Exercise ::
Produce as output only the lines below starting at the line with "the green rice" and continuing through the line with "the red tile", each one exactly as written.

Supplied entries ::
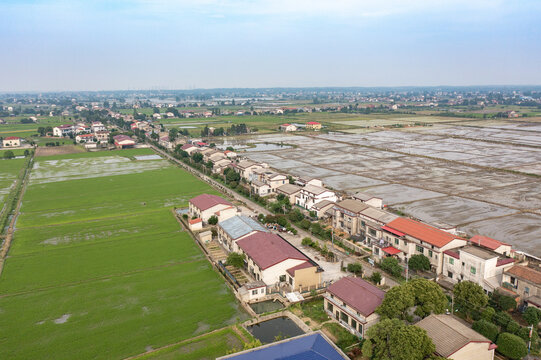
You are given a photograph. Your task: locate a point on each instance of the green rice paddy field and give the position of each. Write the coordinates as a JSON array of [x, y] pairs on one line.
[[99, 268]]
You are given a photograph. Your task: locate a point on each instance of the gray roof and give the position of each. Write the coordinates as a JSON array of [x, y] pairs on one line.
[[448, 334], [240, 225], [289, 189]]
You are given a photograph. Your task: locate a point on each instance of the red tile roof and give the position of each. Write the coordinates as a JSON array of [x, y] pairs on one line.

* * *

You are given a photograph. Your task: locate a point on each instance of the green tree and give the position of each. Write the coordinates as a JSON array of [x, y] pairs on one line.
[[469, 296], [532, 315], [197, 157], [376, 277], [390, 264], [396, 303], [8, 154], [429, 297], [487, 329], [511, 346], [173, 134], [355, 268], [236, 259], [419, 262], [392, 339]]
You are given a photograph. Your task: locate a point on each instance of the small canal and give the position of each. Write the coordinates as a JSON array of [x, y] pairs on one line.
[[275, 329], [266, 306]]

The answer ::
You are given a photograph. Your task: locate a point on each instance of the green rice paddy field and give the position of each. Write the coordinates as a JSON array of [x, y] pairs on one line.
[[99, 268]]
You are given a photograph. Your task: locate a point on each instance of the gray roof and give the position of each. Write the coordinates as a JSON array of [x, y] pairs on one line.
[[448, 334], [240, 225], [289, 189]]
You are given a photograph. Your task: locate a point on each instance of the red tile roof and give the position of each. Write the coordinates as a JSON array of [x, y] pairs on one line.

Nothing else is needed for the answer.